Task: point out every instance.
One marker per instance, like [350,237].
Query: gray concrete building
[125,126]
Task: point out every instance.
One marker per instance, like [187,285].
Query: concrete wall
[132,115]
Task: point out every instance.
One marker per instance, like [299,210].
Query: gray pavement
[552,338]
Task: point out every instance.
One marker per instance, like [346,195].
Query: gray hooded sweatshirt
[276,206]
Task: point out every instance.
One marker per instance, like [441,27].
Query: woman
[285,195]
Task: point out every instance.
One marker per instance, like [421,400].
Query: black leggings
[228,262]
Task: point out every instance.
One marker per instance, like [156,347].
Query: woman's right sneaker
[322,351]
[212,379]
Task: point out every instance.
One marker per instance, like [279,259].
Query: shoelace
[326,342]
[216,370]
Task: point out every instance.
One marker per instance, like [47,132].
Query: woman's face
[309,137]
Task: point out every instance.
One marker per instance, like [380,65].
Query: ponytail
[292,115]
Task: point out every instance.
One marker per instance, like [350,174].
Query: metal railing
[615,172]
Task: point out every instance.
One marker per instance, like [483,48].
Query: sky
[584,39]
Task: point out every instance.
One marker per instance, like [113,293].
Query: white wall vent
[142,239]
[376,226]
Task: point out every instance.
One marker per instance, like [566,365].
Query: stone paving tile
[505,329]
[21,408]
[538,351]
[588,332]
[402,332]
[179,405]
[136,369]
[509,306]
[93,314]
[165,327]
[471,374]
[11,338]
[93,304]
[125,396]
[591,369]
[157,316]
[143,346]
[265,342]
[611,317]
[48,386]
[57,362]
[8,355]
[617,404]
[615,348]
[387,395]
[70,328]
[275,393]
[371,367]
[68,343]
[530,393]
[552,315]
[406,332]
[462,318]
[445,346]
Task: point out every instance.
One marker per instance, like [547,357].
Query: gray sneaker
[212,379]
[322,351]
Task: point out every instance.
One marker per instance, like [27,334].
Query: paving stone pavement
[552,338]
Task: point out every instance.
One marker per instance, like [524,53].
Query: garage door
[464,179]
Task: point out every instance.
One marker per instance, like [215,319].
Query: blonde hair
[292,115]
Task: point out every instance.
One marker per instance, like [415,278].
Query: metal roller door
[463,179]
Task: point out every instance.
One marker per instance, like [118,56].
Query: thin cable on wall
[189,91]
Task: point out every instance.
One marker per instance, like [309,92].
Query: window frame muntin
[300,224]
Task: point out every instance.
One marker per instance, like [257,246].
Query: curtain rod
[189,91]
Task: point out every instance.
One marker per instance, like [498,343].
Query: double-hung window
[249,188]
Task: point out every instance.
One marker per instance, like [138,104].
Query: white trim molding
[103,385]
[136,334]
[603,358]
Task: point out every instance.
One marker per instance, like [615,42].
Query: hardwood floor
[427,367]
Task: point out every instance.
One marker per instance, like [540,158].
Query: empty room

* To do
Transcribe the lines above between the line holding "Query: woman's right sneaker" and the line holding "One marker per instance, like [113,293].", inclusive, exactly as they stand and with nothing added.

* Output for this task
Query: woman's right sneaker
[322,351]
[212,379]
Task: point out every instance.
One marker per instance, like [279,259].
Query: shoelace
[326,342]
[216,370]
Task: point out every instance.
One marker per instance, like [47,132].
Query: woman's face
[309,137]
Task: point out every instance.
One marker per instance, like [380,65].
Query: ponytail
[292,115]
Task: point out every instance.
One marker per instance, like [350,174].
Query: metal railing
[615,172]
Task: point out every instance.
One marker per instance, like [483,48].
Query: sky
[584,39]
Task: point out every instance.
One marker per instance, like [113,293].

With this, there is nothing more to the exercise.